▶ YOUR OBJECTIVE:
Render as a numbered list only the lines from the line containing "Would you mind boxing the open" through the line containing "[14,119,95,129]" in the entries below, both included, and leave out any blank lines.

(Coordinate annotation entries)
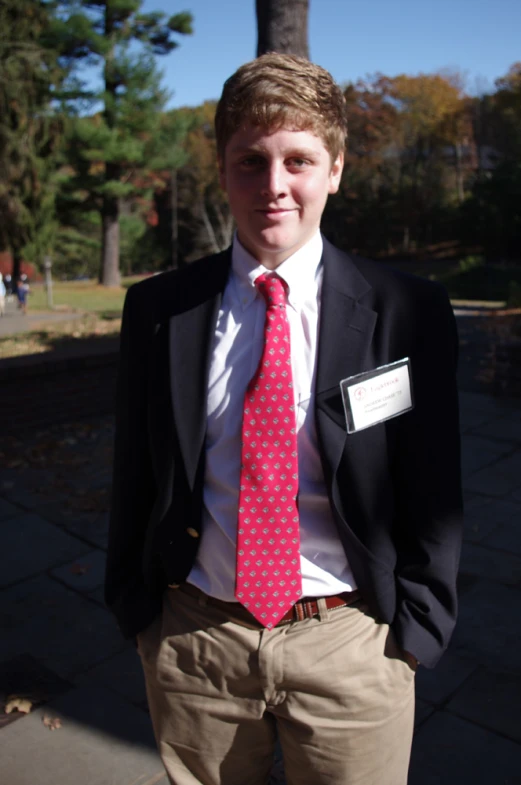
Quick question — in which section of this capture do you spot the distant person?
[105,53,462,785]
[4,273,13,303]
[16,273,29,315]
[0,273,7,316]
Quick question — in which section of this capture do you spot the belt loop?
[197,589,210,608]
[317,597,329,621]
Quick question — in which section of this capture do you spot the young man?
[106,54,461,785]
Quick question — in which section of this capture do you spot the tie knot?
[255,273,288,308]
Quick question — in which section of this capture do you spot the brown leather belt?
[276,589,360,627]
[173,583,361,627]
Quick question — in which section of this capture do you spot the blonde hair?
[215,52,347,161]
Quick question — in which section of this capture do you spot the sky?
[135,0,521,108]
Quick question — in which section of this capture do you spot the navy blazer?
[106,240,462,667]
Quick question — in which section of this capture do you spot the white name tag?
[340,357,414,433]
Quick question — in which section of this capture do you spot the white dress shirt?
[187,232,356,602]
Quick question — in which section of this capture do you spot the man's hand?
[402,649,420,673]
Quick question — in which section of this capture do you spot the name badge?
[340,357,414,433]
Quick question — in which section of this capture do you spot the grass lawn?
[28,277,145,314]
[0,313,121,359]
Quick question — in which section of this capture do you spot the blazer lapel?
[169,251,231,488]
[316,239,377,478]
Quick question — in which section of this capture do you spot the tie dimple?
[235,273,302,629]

* * *

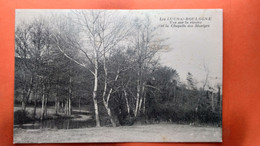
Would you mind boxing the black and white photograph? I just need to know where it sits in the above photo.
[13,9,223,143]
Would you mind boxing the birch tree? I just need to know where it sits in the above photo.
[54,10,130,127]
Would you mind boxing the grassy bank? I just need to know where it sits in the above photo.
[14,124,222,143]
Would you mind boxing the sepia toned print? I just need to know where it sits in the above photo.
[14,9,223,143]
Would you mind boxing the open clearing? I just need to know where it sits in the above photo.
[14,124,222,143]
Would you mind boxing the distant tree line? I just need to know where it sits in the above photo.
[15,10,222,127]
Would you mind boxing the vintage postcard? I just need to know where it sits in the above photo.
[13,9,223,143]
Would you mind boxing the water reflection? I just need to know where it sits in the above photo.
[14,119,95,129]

▶ ANSWER TO THE TASK:
1. Would you mind boxing the open clearing? I just need to know where it sits in the above photo.
2. [14,124,222,143]
3. Would you mind boxing the distant tree line? I just need to know where it sits in the above photo.
4. [15,10,222,127]
5. Would you mind boxing the vintage postcard? I just need to know where it sits in the above photo.
6. [13,9,223,143]
7. Would you mind boxing the water reflection? I just need to know where it sits in the above photo.
8. [14,119,95,129]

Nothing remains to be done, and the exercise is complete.